**INPUT ROWS:**

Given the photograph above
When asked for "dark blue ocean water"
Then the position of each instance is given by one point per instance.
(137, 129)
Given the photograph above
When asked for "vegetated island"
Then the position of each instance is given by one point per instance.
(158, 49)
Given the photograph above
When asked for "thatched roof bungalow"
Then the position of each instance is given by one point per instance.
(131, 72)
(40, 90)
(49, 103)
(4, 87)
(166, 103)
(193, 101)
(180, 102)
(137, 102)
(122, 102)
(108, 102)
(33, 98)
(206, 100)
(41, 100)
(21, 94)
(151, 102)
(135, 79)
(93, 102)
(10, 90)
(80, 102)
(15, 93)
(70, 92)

**TO DO:**
Copy out the lines above word for word.

**FINISHED ANSWER:**
Given the photograph above
When asked for "dark blue ocean water"
Then the position of each instance is given by one point per instance.
(137, 129)
Given the photograph above
When asked for "vegetated island"
Then the position of each instance is given by one point per instance.
(158, 49)
Given the photograph above
When asked for "thatched roof bungalow"
Then the position of each instance is given by one point per instance.
(131, 72)
(40, 90)
(49, 103)
(4, 87)
(166, 103)
(193, 101)
(180, 102)
(137, 102)
(122, 102)
(108, 102)
(33, 98)
(206, 100)
(41, 100)
(21, 94)
(151, 102)
(135, 79)
(93, 102)
(10, 90)
(80, 102)
(15, 93)
(70, 92)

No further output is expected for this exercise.